··· FRAGMENT TEKSTU ···
Były członek zarządu PZU broni się

PIT
opublikowano: 2001-07-27 00:00

Były członek zarządu PZU broni się

Prokuratura Okręgowa w Warszawie złożyła w czwartek zażalenie na decyzję sądu o niezastosowaniu aresztu wobec Grzegorza Wieczerzaka, byłego szefa PZU Życie, podejrzanego o działanie na szkodę spółki. Tymczasem do redakcji nadeszło oświadczenie Rafała Mani, byłego członka zarządu PZU SA, w którym zaprzecza tezom artykułu „Pruszków w Ministerstwie Skarbu” opublikowanym w tygodniku „Wprost”.

Nie słabnie napięcie wokół PZU i PZU Życie. Co więcej, rodzą się kolejne afery. Prokuratura żąda przywrócenia aresztu lub 3 mln zł kaucji dla Grzegorza Wieczerzaka, byłego prezesa PZU Życie, a tygodnik „Wprost” oskarża byłego członka zarządu PZU o kontakty ze światem przestępczym.

Rafał Mania, bo o nim mowa, przysłał wczoraj oświadczenie, w którym zaprzecza, jakoby był powiązany z gangiem pruszkowskim, wyłudzał haracze, egzekwował długi itd. W liście pisze, że „jedyne kontakty z UOP i prokuraturą miały miejsce podczas pracy w MSP oraz PZU w sierpniu 2000 r. (z jego inicjatywy — red.) (...) a w PZU dotyczyły sprawy podsłuchów zainstalowanych w gabinetach zarządu PZU”.
···
POLECENIA DO WYKONANIA:
(a) Czy te stwierdzenia zgadzają się z tekstem o PZU: (i) Prokuratura Okręgowa w Warszawie złożyła zażalenie w czwartek, (ii) prokuratura żąda 5 mln zł kaucji dla Grzegorza Wieczerzaka, (iii) Rafał Mania przysłał oświadczenie wczoraj? Przy każdym odpowiedz tak lub nie i przytocz dosłownie rozstrzygające słowa tekstu.
(b) Powtórz dosłownie wszystko z tekstu o PZU, od słów „Prokuratura Okręgowa w” w dół aż po słowa „ze światem przestępczym.”.
Odpowiadaj tylko na podstawie tekstu o PZU.
··· PRZEKAZANE DANE ···
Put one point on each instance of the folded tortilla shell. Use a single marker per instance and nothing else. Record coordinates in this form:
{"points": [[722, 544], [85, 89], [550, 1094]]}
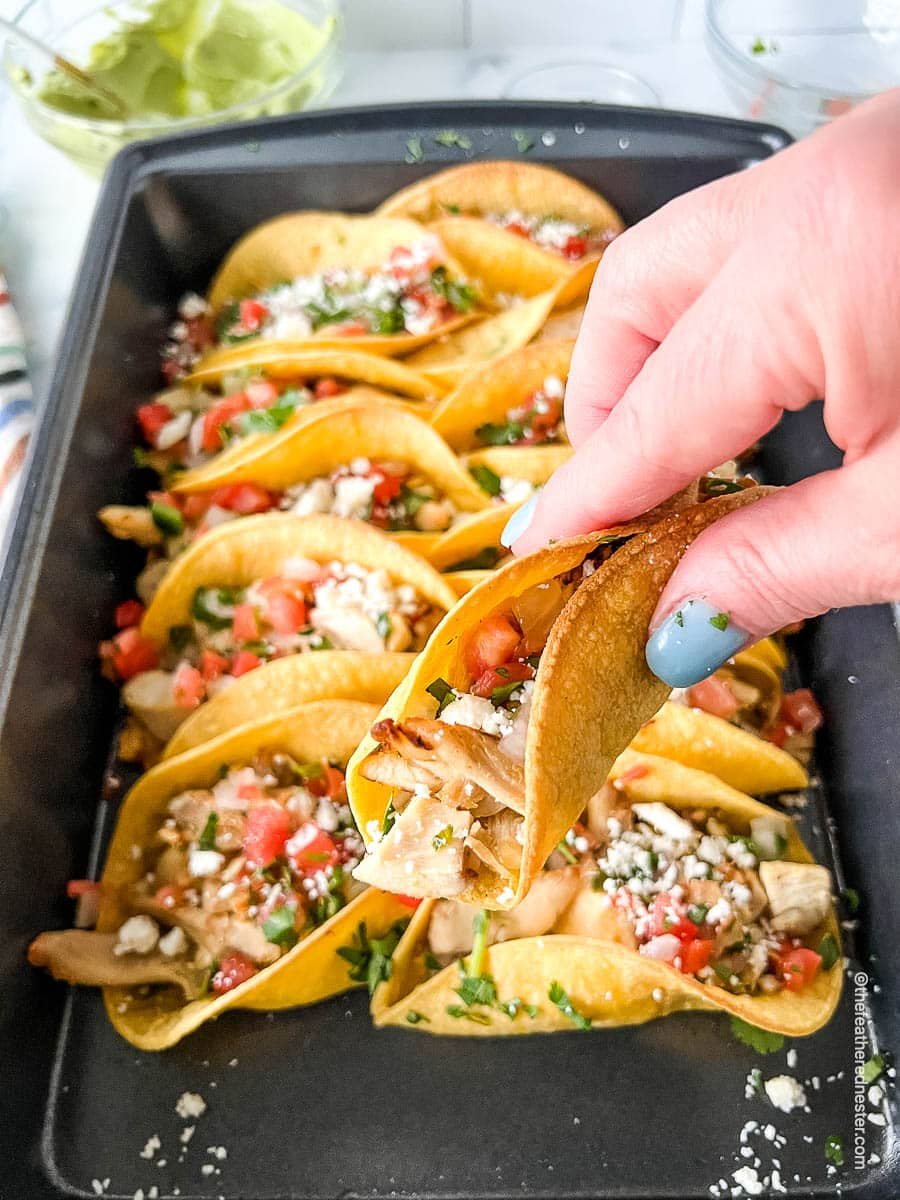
···
WYNIKI ĆWICZENIA:
(a)
(i) Tak: „Prokuratura Okręgowa w Warszawie złożyła w czwartek zażalenie”
(ii) Nie: „Prokuratura żąda przywrócenia aresztu lub 3 mln zł kaucji dla Grzegorza Wieczerzaka”
(iii) Tak: „Rafał Mania, bo o nim mowa, przysłał wczoraj oświadczenie”

(b)
Prokuratura Okręgowa w Warszawie złożyła w czwartek zażalenie na decyzję sądu o niezastosowaniu aresztu wobec Grzegorza Wieczerzaka, byłego szefa PZU Życie, podejrzanego o działanie na szkodę spółki. Tymczasem do redakcji nadeszło oświadczenie Rafała Mani, byłego członka zarządu PZU SA, w którym zaprzecza tezom artykułu „Pruszków w Ministerstwie Skarbu” opublikowanym w tygodniku „Wprost”.

Nie słabnie napięcie wokół PZU i PZU Życie. Co więcej, rodzą się kolejne afery. Prokuratura żąda przywrócenia aresztu lub 3 mln zł kaucji dla Grzegorza Wieczerzaka, byłego prezesa PZU Życie, a tygodnik „Wprost” oskarża byłego członka zarządu PZU o kontakty ze światem przestępczym.